* Directions: Whenever the word "flour" appears in a line of the listing, copy that line.
-------- Data records
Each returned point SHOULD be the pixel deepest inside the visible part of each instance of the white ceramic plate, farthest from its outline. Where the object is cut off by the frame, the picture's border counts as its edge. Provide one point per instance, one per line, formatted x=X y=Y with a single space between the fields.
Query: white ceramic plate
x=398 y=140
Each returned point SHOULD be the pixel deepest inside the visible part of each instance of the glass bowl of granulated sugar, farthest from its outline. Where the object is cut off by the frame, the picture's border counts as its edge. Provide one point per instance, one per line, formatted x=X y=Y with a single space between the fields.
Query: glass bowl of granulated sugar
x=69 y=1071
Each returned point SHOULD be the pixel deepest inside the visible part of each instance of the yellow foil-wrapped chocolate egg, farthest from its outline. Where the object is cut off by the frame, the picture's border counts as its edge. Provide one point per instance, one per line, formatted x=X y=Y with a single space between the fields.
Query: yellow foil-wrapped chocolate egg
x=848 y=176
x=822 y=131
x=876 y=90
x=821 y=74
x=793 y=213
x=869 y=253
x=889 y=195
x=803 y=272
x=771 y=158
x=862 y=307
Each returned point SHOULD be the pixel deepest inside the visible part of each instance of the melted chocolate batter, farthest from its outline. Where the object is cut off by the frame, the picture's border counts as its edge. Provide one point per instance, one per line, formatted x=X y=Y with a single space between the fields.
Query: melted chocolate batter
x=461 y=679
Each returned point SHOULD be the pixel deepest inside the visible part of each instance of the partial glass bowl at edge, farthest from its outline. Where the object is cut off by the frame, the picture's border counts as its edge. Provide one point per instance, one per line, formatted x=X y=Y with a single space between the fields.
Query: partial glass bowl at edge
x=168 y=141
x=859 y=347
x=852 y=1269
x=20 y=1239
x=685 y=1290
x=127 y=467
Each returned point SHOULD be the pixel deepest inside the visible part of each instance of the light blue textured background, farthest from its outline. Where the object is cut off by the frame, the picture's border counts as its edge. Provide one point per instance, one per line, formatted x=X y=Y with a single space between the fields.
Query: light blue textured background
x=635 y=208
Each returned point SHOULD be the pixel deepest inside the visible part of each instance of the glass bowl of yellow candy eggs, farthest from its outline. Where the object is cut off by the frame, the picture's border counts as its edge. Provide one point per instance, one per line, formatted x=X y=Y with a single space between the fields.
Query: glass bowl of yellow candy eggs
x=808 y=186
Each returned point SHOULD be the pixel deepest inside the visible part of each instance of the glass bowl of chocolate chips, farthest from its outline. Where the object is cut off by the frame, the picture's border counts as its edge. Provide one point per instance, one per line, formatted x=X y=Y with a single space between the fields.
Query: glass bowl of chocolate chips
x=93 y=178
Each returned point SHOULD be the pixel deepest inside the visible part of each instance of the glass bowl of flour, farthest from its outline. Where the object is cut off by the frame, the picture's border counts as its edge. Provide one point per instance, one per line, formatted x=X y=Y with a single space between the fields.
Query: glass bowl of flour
----------------
* Result for this task:
Each returned point SHOULD be the pixel deepest inside the visible part of each instance of the glass bowl of flour, farthest from its outline. Where the object is cut off by the frame, the picture's border counts as its edge. Provide one point per instance, one per line, formatted x=X y=Y with a single space between the fields.
Query: glass bowl of flour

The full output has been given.